Task details: Reproduce each of the records below word for word, keeping every line as it stands.

- - - - -

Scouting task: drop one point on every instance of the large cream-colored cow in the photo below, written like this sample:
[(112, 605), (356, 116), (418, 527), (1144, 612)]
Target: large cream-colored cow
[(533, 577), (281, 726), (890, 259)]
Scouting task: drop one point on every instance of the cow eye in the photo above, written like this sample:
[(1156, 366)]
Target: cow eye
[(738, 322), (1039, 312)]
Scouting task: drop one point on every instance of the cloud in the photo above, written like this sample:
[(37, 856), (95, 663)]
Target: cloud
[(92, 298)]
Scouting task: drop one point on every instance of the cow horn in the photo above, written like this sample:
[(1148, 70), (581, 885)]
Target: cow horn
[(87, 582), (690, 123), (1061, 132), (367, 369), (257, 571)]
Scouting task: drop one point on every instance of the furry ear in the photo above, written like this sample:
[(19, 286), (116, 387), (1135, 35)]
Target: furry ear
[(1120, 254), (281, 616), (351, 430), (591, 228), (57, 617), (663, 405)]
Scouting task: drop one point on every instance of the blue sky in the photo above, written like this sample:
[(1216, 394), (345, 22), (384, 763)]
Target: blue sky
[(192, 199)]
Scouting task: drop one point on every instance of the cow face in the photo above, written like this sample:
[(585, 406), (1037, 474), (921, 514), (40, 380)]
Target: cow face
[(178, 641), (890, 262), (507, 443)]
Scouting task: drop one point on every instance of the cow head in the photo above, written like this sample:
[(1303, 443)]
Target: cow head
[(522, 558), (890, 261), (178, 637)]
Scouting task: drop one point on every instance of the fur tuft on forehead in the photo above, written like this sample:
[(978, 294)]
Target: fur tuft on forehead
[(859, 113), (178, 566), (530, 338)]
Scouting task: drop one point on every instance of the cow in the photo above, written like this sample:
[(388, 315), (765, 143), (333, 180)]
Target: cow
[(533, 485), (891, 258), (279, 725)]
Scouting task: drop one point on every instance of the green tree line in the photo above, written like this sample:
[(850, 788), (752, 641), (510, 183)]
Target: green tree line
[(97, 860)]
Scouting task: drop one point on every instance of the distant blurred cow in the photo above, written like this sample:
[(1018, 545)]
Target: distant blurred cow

- - - - -

Completed exercise:
Scouting task: drop one point on every instance of the large cream-colored cow in the photo below, written like this sample:
[(112, 605), (356, 116), (418, 527), (1144, 612)]
Target: large cream-colored cow
[(533, 577), (281, 726), (890, 259)]
Scouting task: drop one point on every instance of the cow eye in the photo above, written like this sample:
[(1156, 366)]
Target: cow eye
[(738, 322), (1039, 312)]
Scouting task: drop one point on every instance of the cloud in the photo above, written like this sample:
[(37, 856), (95, 663)]
Target: cloud
[(92, 298)]
Scouting task: drop one point on every instance of the cow horn in the photo above, written like this sample:
[(1148, 70), (581, 885)]
Target: cow horn
[(87, 582), (690, 123), (1061, 132), (367, 369), (257, 571)]
Scouting task: drop one point on every instance of the furry ear in the photo above, written like this sample:
[(19, 286), (116, 387), (1135, 35)]
Target: furry ear
[(1120, 254), (281, 616), (351, 430), (591, 228), (57, 617), (663, 405)]
Scouting task: drop one point on every instance of the blue sky in the photo above, written like this sample:
[(1216, 394), (345, 22), (384, 763)]
Target: blue sky
[(192, 199)]
Scouting task: drop one point on every instance of the cow face in the photo above, written like this sample:
[(585, 406), (1037, 474), (921, 514), (40, 380)]
Target: cow face
[(178, 641), (890, 262), (507, 443)]
Scouting task: drop one point on every instance of the cow head in the photo above, written like this sample:
[(1303, 443)]
Target: cow head
[(522, 558), (890, 261), (178, 637)]
Scouting task: drop one point on every instance of the fur tuft on forehead in the photo above, written like this sample:
[(978, 294)]
Target: fur tuft on forehead
[(859, 113), (178, 566), (530, 338)]
Scouting task: drop one point on every instance of the cow in the photo above, written like this sample:
[(388, 315), (765, 143), (333, 180)]
Target: cow
[(533, 485), (891, 258), (279, 725)]
Scouting task: drop one point on every instance of the green tree line in the photo above, written like this sample:
[(850, 788), (752, 641), (510, 183)]
Target: green tree line
[(97, 860)]
Scouting task: drop one point on every instance of the distant blurred cow in the photo above, written like this sample:
[(1018, 545)]
Target: distant blurred cow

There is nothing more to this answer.